[BEGIN Task input]

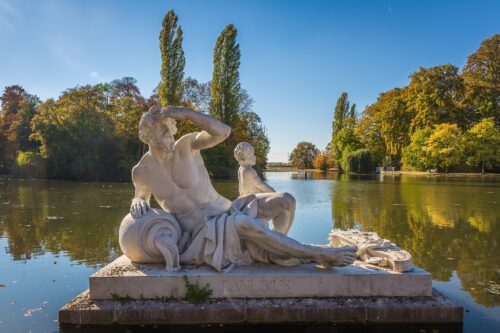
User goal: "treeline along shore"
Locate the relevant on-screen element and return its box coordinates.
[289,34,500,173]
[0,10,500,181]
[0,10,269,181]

[END Task input]
[BEGIN Task input]

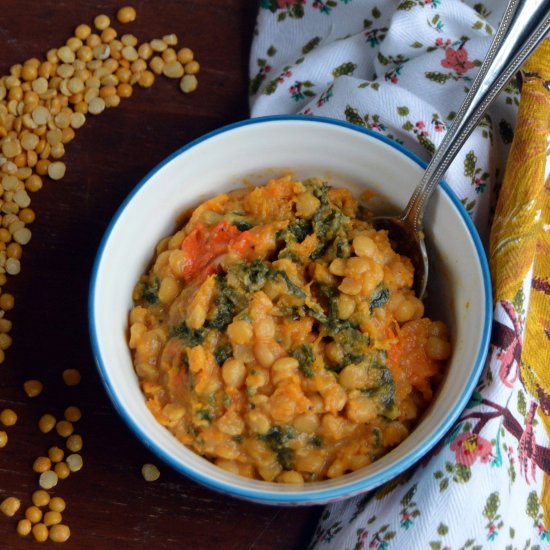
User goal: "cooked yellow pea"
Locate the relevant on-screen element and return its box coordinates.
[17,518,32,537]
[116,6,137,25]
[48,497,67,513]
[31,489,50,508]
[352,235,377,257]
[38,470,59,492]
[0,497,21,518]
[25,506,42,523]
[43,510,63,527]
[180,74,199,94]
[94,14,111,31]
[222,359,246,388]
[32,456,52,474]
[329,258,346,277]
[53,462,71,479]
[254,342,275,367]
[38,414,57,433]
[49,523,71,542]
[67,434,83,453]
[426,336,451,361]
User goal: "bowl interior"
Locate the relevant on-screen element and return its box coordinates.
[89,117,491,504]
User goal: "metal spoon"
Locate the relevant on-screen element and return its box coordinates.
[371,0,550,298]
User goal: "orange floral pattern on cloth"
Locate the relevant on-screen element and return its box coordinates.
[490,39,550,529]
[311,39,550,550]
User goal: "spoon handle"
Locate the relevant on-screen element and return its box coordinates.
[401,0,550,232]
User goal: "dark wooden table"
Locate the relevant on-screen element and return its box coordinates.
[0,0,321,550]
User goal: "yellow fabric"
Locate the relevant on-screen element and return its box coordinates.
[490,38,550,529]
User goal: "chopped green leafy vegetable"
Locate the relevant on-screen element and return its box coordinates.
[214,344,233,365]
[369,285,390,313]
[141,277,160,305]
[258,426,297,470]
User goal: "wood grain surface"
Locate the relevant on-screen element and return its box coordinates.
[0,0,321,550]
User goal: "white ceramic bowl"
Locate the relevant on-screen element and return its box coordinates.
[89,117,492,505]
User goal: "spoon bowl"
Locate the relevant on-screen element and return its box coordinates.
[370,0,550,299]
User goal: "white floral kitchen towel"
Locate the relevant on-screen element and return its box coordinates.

[END Task input]

**Exercise brief:** Please output the material above, starting with the line that contains "floral pattern on" and going on through the line that contains "[258,426,297,470]", copying each line exactly as it appears.

**Solution to this problem:**
User goal: "orange floral pattern on cloth"
Locate the relevant on-screen element and return its box coordinates.
[490,39,550,529]
[311,39,550,550]
User goal: "spoon handle"
Locate the relevant on-screen element and return its box coordinates.
[401,0,550,232]
User goal: "dark wooden table"
Locate the relevant on-screen element and return its box coordinates.
[0,0,321,550]
User goal: "yellow fabric"
Locate the relevant on-screen element and return its box coordinates.
[490,38,550,529]
User goal: "chopped green leafy vegetable"
Locate the relevant on-screen element and return its box coordinates.
[214,344,233,365]
[369,285,390,313]
[141,277,160,305]
[258,426,297,470]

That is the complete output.